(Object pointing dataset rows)
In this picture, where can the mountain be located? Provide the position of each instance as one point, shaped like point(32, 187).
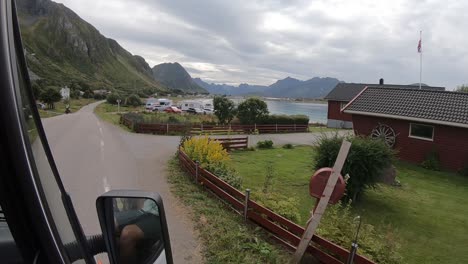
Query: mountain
point(313, 88)
point(288, 87)
point(242, 89)
point(62, 49)
point(174, 76)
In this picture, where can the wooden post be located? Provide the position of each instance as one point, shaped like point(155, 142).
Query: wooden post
point(246, 203)
point(322, 203)
point(197, 168)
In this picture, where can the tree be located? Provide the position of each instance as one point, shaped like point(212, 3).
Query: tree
point(224, 109)
point(252, 110)
point(133, 100)
point(462, 88)
point(113, 97)
point(50, 96)
point(366, 161)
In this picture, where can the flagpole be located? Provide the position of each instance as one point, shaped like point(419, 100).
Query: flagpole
point(420, 59)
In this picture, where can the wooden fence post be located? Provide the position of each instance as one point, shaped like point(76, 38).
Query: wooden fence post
point(246, 203)
point(197, 169)
point(314, 221)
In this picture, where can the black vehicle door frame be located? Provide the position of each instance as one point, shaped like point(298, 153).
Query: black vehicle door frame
point(22, 199)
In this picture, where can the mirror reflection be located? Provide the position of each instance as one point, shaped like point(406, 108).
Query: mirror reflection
point(138, 231)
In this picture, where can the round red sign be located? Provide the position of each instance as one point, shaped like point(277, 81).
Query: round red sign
point(319, 180)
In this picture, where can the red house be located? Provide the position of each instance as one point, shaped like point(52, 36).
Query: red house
point(344, 92)
point(415, 122)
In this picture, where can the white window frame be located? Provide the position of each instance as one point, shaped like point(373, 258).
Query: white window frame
point(422, 138)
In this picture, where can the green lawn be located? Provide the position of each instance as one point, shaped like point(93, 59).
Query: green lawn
point(428, 213)
point(75, 105)
point(322, 129)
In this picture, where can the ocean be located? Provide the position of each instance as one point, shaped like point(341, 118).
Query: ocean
point(317, 113)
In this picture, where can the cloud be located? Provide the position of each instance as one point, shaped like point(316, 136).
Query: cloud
point(261, 41)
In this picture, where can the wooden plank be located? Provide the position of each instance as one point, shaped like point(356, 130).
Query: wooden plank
point(323, 202)
point(284, 234)
point(222, 184)
point(221, 193)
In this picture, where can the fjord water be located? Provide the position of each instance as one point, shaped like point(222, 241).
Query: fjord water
point(315, 112)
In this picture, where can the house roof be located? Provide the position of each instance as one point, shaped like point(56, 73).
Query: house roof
point(347, 91)
point(431, 106)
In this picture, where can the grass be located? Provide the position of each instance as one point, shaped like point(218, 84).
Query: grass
point(322, 129)
point(226, 238)
point(428, 213)
point(75, 105)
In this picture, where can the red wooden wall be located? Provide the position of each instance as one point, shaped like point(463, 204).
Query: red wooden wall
point(450, 142)
point(334, 112)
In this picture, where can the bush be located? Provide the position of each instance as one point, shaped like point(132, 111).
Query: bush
point(251, 111)
point(339, 226)
point(133, 100)
point(364, 164)
point(212, 157)
point(112, 98)
point(265, 144)
point(464, 170)
point(432, 161)
point(224, 109)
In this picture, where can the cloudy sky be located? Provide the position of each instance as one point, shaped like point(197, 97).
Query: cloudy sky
point(258, 42)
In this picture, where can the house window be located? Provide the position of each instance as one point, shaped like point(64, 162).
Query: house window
point(421, 131)
point(342, 105)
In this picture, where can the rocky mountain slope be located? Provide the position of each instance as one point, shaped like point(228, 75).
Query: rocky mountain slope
point(62, 49)
point(174, 76)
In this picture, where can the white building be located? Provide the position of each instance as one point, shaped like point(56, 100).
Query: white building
point(65, 92)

TASK TO COMPLETE
Write out the whole listing again, exactly, with no pictures.

SOLUTION
In this picture, where can the mountain be located? Provide the position of each instance as one point, shaped like point(32, 187).
Query: mountain
point(313, 88)
point(288, 87)
point(242, 89)
point(62, 49)
point(174, 76)
In this picture, where can the wooden post be located? Provide the position of each instance as one point, shaped like point(155, 142).
Query: wooden post
point(246, 203)
point(322, 203)
point(197, 168)
In this picture, where can the tree be located? Provide the position of each instance as one point, shaped like point(212, 3).
Query: tree
point(224, 109)
point(252, 110)
point(133, 100)
point(462, 88)
point(113, 97)
point(50, 96)
point(366, 161)
In this picture, where can the flagpole be located? Provide the position of each instance as one point, shaped like point(419, 100).
Query: flagpole
point(420, 59)
In this picture, where can the wooden fence post be located? Provide the position of each instance as one point, shaped like point(76, 38).
Query: wooden fence post
point(246, 203)
point(197, 169)
point(314, 221)
In this picture, where can the black vehicle door frame be located? Provide the position of each instance as one point, shaped like point(298, 153).
Query: black vehicle door frame
point(22, 199)
In this picture, where can the mirror reflection be located? Provide the position of each instance as one point, shaped like point(406, 108).
Query: mirror reflection
point(138, 231)
In this picture, where can the round red sign be located? Provide the position of each instance as one point, shaped like point(277, 81).
Query: round red sign
point(319, 180)
In this picture, where can the red house be located? Provide the position of each instance as one point, shaped like point(52, 36).
Query: red house
point(344, 92)
point(415, 122)
In this picture, where can the white window frame be located? Provide the position of each instance as one point, shaped like point(373, 258).
Query: white window frame
point(422, 138)
In this picture, where can the green lawn be located? Provide the position of each instance as one point, shaped like point(93, 59).
Query: green lawn
point(428, 213)
point(75, 105)
point(322, 129)
In this picture, where can the ocean be located? Provide the position of each instance as one point, shaped like point(341, 118).
Query: ocean
point(317, 113)
In this picture, where can the cloud be located? Provide the position of each instance as one point, shaped like point(316, 136).
Query: cloud
point(261, 41)
In this picture, where can the wooden plank be located? Provide the position of each instance as one point, shaped like point(356, 130).
Query: wooden plank
point(323, 202)
point(284, 234)
point(222, 184)
point(221, 193)
In this picture, where can the fjord water be located? Provide the position of each instance as one point, shaped like point(222, 241).
Query: fjord water
point(315, 112)
In this picture, where can the house roof be located? Provide the position of each instance as one point, shaped like point(56, 73).
Query: house roof
point(347, 91)
point(431, 106)
In this picture, where can the grass be located? Provide the position of each instance as one point, shaped like point(218, 84).
Query: grass
point(322, 129)
point(226, 238)
point(428, 213)
point(75, 105)
In this picture, where can the red wooden wall be located? Provide the position of each instance as one point, shaped like point(463, 204).
Query: red wooden wall
point(450, 142)
point(334, 112)
In this picture, where can the bush be located? Provide the position of each instance as one point, shaped like point(132, 111).
Query: bush
point(251, 111)
point(339, 226)
point(133, 100)
point(364, 164)
point(212, 157)
point(112, 98)
point(265, 144)
point(464, 170)
point(432, 161)
point(224, 109)
In this picture, where can the cloudy sky be located? Provide the position of each instance as one point, shaped like point(197, 97).
Query: cloudy sky
point(258, 42)
In this picture, where can the house window be located? Provide the position of each instance as one point, shaped like point(64, 162).
Query: house window
point(421, 131)
point(342, 105)
In this picture, where can the rocky mountain slope be located? Provide the position of each instance as one point, shaped like point(228, 75).
Query: rocky mountain slope
point(62, 49)
point(174, 76)
In this picture, where can the white building be located? Provide the position of each instance as one point, shaped like point(56, 100).
Query: white building
point(65, 92)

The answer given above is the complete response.